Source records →
+++++

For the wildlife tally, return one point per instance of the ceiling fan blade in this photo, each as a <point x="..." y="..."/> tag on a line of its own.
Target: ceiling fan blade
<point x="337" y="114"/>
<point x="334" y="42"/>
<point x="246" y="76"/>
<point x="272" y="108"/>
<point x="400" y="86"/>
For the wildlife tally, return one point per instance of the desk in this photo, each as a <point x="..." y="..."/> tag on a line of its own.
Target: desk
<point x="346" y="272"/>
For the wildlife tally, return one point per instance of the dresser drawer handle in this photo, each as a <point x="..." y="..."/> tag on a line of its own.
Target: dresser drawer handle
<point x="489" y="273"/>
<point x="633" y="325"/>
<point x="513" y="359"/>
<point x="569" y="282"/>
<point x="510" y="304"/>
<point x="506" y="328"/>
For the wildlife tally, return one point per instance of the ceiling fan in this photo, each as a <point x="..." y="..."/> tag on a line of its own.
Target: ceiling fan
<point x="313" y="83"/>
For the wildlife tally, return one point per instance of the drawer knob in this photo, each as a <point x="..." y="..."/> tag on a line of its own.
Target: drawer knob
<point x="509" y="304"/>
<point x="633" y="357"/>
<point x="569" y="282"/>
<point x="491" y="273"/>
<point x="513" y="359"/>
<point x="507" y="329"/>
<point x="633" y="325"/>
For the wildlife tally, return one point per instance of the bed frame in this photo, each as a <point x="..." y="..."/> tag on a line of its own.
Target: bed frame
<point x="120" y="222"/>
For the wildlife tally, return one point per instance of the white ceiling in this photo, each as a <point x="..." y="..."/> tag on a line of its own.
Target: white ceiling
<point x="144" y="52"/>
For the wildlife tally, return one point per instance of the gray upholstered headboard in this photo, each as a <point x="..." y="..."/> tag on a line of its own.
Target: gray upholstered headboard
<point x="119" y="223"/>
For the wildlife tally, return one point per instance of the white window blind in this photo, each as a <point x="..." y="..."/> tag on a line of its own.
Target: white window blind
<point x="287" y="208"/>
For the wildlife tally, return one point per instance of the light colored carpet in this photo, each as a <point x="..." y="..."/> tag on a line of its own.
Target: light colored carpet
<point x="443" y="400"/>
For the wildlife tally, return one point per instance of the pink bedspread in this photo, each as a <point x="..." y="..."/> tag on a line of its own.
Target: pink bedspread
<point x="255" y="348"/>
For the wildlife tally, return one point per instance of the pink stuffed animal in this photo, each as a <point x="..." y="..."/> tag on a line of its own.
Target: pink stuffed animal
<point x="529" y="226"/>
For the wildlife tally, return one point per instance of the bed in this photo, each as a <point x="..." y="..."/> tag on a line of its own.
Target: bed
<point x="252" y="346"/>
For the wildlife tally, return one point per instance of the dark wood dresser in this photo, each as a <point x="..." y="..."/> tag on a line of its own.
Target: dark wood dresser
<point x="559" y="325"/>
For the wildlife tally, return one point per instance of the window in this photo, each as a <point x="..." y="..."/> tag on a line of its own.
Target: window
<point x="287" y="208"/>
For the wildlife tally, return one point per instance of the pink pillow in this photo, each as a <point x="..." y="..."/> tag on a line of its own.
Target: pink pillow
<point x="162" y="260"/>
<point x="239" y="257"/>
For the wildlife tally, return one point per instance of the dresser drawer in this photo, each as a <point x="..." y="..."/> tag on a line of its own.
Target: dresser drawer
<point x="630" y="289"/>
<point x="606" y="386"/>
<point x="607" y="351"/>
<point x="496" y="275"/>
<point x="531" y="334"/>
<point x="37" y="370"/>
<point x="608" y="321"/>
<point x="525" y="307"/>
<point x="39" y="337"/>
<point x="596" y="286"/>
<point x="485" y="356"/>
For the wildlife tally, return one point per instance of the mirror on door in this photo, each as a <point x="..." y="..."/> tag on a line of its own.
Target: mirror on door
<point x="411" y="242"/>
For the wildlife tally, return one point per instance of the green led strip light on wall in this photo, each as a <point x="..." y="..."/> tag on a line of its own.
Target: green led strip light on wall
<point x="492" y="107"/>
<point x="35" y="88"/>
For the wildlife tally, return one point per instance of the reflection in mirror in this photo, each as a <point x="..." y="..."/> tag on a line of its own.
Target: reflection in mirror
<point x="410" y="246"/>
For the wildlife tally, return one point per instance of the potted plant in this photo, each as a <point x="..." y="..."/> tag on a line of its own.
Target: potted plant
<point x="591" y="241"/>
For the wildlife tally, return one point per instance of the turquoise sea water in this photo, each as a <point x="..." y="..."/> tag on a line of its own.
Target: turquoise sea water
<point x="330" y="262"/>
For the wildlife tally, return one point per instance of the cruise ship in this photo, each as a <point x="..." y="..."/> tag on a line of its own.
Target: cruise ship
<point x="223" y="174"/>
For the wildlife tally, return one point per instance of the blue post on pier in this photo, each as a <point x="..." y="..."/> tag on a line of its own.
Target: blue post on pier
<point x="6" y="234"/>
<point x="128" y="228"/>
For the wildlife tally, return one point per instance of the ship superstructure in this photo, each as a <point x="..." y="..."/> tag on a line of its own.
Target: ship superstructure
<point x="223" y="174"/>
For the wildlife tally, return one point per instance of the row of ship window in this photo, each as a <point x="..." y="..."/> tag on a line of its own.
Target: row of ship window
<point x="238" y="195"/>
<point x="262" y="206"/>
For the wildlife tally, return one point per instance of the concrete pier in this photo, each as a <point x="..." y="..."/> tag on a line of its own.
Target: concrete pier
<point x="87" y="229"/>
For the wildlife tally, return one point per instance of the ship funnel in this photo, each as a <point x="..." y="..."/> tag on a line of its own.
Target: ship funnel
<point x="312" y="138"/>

+++++

Given instruction →
Extract every record and return it verbatim.

Answer →
For the wildlife tally, return one point per instance of the ceiling fan blade in this photo, each as a <point x="..." y="..."/> tag on a line of its own.
Target: ceiling fan blade
<point x="337" y="114"/>
<point x="334" y="42"/>
<point x="246" y="76"/>
<point x="272" y="108"/>
<point x="400" y="86"/>
For the wildlife tally, return one point per instance of the desk in this photo, each as a <point x="..." y="..."/> tag on a line of its own.
Target: desk
<point x="346" y="272"/>
For the wildlife tally, return one point per instance of the dresser drawer handle in this photo, each as a <point x="..." y="..."/> tag on a line of its own.
Target: dresser drawer handle
<point x="489" y="273"/>
<point x="633" y="325"/>
<point x="513" y="359"/>
<point x="569" y="282"/>
<point x="510" y="304"/>
<point x="506" y="328"/>
For the wildlife tally, return one point per instance of the ceiling fan in this photo, each as a <point x="..." y="..."/> tag on a line of its own.
Target: ceiling fan
<point x="313" y="83"/>
For the wildlife tally, return one point per instance of the drawer knob in this photo, each as a <point x="..." y="..."/> tag on a line of its own.
Target: drawer knob
<point x="509" y="304"/>
<point x="633" y="357"/>
<point x="569" y="282"/>
<point x="491" y="273"/>
<point x="513" y="359"/>
<point x="507" y="329"/>
<point x="633" y="325"/>
For the wildlife tally, return one point per instance of the bed frame in this photo, each as a <point x="..." y="..."/> tag on a line of its own.
Target: bed frame
<point x="120" y="222"/>
For the wildlife tally, return one point per instance of the white ceiling in this photo, each as a <point x="..." y="..."/> tag on a line of its own.
Target: white ceiling
<point x="144" y="52"/>
For the wildlife tally, return one point per instance of the gray upholstered headboard in this photo, each as a <point x="..." y="..."/> tag on a line of its own.
Target: gray upholstered headboard
<point x="119" y="223"/>
For the wildlife tally, return one point per instance of the white window blind in this photo, each as a <point x="..." y="..."/> tag on a line of its own.
Target: white window blind
<point x="287" y="208"/>
For the wildlife tally, return one point per instance of the light colored carpet in this photo, each as a <point x="..." y="..."/> tag on a line of its own.
Target: light colored carpet
<point x="443" y="400"/>
For the wildlife tally, return one point per instance of the pink bedspread in this photo, each as a <point x="..." y="..."/> tag on a line of its own.
Target: pink bedspread
<point x="255" y="348"/>
For the wildlife tally, return one point per instance of the pink stuffed animal in this photo, each as a <point x="..." y="..."/> tag on a line of its own.
Target: pink stuffed animal
<point x="529" y="226"/>
For the wildlife tally, return one point per instance of the bed in this photo, each as a <point x="..." y="..."/> tag on a line of its own.
Target: bed
<point x="252" y="346"/>
For the wildlife tally, return one point per instance of the dark wood dresser in this photo, each as a <point x="..." y="..."/> tag on a line of its own.
Target: dark wood dresser
<point x="559" y="325"/>
For the wildlife tally, return one point per instance of the window in this photo, each as a <point x="..." y="..."/> tag on a line of its own.
Target: window
<point x="287" y="208"/>
For the wildlife tally, return one point per instance of the pink pillow in this photo, each as a <point x="..." y="..."/> tag on a line of its own.
Target: pink pillow
<point x="162" y="260"/>
<point x="239" y="257"/>
For the wildlife tally, return one point per instance of the dresser drawer in this photo, each as a <point x="..." y="..."/> tag on a line of its own.
Target: dresser drawer
<point x="630" y="289"/>
<point x="606" y="386"/>
<point x="607" y="351"/>
<point x="496" y="275"/>
<point x="531" y="334"/>
<point x="37" y="370"/>
<point x="608" y="321"/>
<point x="525" y="307"/>
<point x="39" y="337"/>
<point x="596" y="286"/>
<point x="485" y="356"/>
For the wildlife tally, return one point per instance of the mirror on door in this photo, each as a <point x="..." y="..."/> tag on a line of its own.
Target: mirror on door
<point x="411" y="242"/>
For the wildlife tally, return one point per instance of the green led strip light on wall in this photo, each as a <point x="..." y="..."/> tag on a line of its own.
Target: green led strip light on wall
<point x="492" y="107"/>
<point x="35" y="88"/>
For the wildlife tally, return one point per instance of the reflection in mirror in this photo, each as a <point x="..." y="..."/> tag on a line of its own.
Target: reflection in mirror
<point x="410" y="246"/>
For the wildlife tally, return one point per instance of the potted plant in this photo, each as a <point x="..." y="..."/> tag on a line of its own.
Target: potted plant
<point x="591" y="241"/>
For the wildlife tally, return one point per instance of the turquoise sea water in this photo, each as a <point x="..." y="..."/> tag on a line of its own.
Target: turquoise sea water
<point x="330" y="262"/>
For the wildlife tally, return one point per instance of the cruise ship in this photo, each as a <point x="..." y="..."/> tag on a line of its own.
Target: cruise ship
<point x="223" y="174"/>
For the wildlife tally, return one point per instance of the blue post on pier in this photo, each as a <point x="..." y="..."/> tag on a line of its own.
Target: blue post on pier
<point x="6" y="234"/>
<point x="128" y="228"/>
For the wildlife tally, return one point per instance of the ship superstructure in this photo, each as a <point x="..." y="..."/> tag on a line of its own.
Target: ship superstructure
<point x="223" y="174"/>
For the wildlife tally, return one point per instance of the row of ship window in this photo, each as a <point x="..." y="..."/> tag on a line of its own.
Target: row of ship window
<point x="238" y="195"/>
<point x="262" y="206"/>
For the wildlife tally, return one point per instance of the concrete pier in this photo, each as a <point x="..." y="..."/> tag on a line of its own.
Target: concrete pier
<point x="87" y="229"/>
For the wildlife tally, return one point per instance of the ship funnel in this photo, each as a <point x="..." y="..."/> tag on a line of its own.
Target: ship funnel
<point x="312" y="138"/>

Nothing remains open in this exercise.